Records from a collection
--- --- ---
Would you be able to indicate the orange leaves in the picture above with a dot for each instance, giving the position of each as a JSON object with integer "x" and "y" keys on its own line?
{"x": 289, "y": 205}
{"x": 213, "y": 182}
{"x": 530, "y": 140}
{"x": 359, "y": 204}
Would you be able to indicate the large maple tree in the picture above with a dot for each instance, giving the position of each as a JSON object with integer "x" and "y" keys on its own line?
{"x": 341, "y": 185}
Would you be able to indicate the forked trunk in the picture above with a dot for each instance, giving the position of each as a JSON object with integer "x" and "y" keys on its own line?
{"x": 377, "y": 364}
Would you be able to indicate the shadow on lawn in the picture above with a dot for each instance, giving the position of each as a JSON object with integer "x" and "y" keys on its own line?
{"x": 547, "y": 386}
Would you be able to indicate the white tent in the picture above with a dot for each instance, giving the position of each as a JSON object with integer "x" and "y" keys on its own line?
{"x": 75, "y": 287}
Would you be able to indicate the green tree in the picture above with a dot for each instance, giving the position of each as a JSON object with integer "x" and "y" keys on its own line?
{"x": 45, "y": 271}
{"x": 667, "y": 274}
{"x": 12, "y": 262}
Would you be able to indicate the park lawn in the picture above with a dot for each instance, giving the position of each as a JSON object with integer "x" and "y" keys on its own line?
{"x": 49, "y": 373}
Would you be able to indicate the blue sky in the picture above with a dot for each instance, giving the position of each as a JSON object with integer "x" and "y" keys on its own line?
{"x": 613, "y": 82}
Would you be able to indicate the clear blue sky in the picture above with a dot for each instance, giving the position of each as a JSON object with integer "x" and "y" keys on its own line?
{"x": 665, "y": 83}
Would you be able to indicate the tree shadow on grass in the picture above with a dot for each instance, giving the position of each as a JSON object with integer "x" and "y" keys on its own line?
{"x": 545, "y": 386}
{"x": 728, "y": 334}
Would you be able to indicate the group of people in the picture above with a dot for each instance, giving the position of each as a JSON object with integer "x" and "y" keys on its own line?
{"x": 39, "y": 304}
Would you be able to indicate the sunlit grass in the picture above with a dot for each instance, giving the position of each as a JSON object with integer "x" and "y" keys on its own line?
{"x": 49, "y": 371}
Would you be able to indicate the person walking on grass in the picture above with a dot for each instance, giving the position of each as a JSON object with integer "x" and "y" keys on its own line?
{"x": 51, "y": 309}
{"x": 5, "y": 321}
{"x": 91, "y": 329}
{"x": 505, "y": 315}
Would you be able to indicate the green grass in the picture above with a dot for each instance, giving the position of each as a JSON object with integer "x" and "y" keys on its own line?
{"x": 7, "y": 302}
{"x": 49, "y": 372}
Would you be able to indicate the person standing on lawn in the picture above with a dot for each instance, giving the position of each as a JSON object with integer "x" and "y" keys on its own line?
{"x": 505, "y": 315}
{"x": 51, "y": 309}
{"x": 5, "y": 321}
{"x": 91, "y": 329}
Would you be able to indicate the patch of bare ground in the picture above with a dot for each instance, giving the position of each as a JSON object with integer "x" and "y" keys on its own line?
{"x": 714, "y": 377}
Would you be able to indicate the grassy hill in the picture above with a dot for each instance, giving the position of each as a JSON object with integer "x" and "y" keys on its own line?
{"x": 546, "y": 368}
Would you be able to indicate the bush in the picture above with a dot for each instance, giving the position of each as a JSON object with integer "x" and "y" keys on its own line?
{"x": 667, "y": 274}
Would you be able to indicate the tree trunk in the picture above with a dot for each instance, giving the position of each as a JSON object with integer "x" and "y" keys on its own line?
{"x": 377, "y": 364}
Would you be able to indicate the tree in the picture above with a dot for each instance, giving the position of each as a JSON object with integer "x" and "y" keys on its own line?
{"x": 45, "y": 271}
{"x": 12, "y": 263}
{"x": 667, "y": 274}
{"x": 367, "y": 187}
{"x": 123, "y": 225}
--- --- ---
**Prompt:**
Faithfully copy every entry, leaving nothing out.

**Solution:**
Would you be able to indicate the orange leaves in the picture above with a dot for each instance, giving the position of each as a JSON object with integer "x" and "y" keys on its own line?
{"x": 289, "y": 205}
{"x": 213, "y": 182}
{"x": 530, "y": 140}
{"x": 359, "y": 204}
Would you be able to indicate the large maple tree in the picture above with a dot for each instance, giving the position of each as a JSON object with integer "x" and "y" keys on its own line?
{"x": 341, "y": 185}
Would you be able to indicate the forked trunk in the picture above with a dot for each instance, giving the position of each as a JSON object with integer "x" and "y" keys on its own line?
{"x": 377, "y": 364}
Would you be able to indicate the shadow on lawn in the picture above with a dot for each instance, giving the position of each as a JSON object with integer "x" and "y" keys on its own line?
{"x": 547, "y": 386}
Would you be able to indicate the white tent in the picture above with a dot for each instance, giving the position of each as a JSON object with integer "x" and "y" keys on its own line?
{"x": 75, "y": 287}
Would you be able to indicate the green tree in the picture above with a dot for each instance, giving the position of each as a JSON object with integer "x" and "y" keys on its own line?
{"x": 45, "y": 271}
{"x": 667, "y": 274}
{"x": 12, "y": 262}
Would you be able to indicate the park lawn in the picture above with a dot for each instance, giving the position of each as a JSON object with integer "x" and "y" keys on its own line?
{"x": 49, "y": 373}
Would you be able to indicate the blue sky in the picture above with a dot for each instance, giving the position of each as a JSON object with integer "x" and "y" keys on its own line?
{"x": 613, "y": 82}
Would you be able to indicate the clear blue sky in the picture above with a dot for each instance, giving the position of each as a JSON object with integer "x" and "y" keys on its own line?
{"x": 665, "y": 83}
Would you be able to indicate the tree shadow on grass in the picture above with a dot for each instance, giving the position of each as a JSON object with integer "x" and "y" keys on its own line?
{"x": 545, "y": 386}
{"x": 728, "y": 334}
Would you be able to indicate the group of people in the picture above with a dot for each instance, giving the position of each as a JSON object with integer "x" and "y" keys on its own line?
{"x": 39, "y": 304}
Would you be able to indicate the sunlit grass in the picture above with a dot for each instance, giving the position of each as a JSON object with integer "x" and "y" keys on its own line?
{"x": 49, "y": 371}
Would you be able to indicate the person walking on grass in the picture above with a dot for each instance, giving the position of each as a JSON object with integer "x" and "y" keys on its own line?
{"x": 51, "y": 309}
{"x": 5, "y": 321}
{"x": 91, "y": 329}
{"x": 505, "y": 315}
Would you be able to indicate the green grass in the picture above with a dot for each instance, giving the position of each as a JSON object with integer "x" and "y" keys on its own line?
{"x": 7, "y": 302}
{"x": 49, "y": 372}
Would you be able to indicate the person standing on lawn in the picture above with a dot for each instance, giving the position of each as a JSON object with integer "x" and "y" keys on its own line?
{"x": 505, "y": 315}
{"x": 51, "y": 309}
{"x": 5, "y": 321}
{"x": 91, "y": 329}
Would you be able to indicate the patch of bare ground in the picture above with a dot for each instance, giving the position of each as a JSON object with integer "x" and "y" keys on its own line?
{"x": 714, "y": 377}
Would you be able to indicate the grassy hill in the picture above with a dot for each instance, giving the position of each as a JSON object with integer "x" and "y" keys on its own line?
{"x": 546, "y": 368}
Would you be able to indicate the bush in the picture above with a dot for each instance, giving the position of each as a JSON object with integer "x" and "y" keys on its own line?
{"x": 667, "y": 274}
Would you be able to indicate the tree trunk in the picture above with a dot for each instance, giving the position of each as a JSON object with integer "x" and "y" keys on its own line?
{"x": 377, "y": 364}
Would you be able to indicate the tree in the picture above with a dot for each instance, giving the position of each as a JSON object with integer "x" and "y" keys on its own line?
{"x": 45, "y": 271}
{"x": 12, "y": 263}
{"x": 667, "y": 274}
{"x": 367, "y": 187}
{"x": 123, "y": 225}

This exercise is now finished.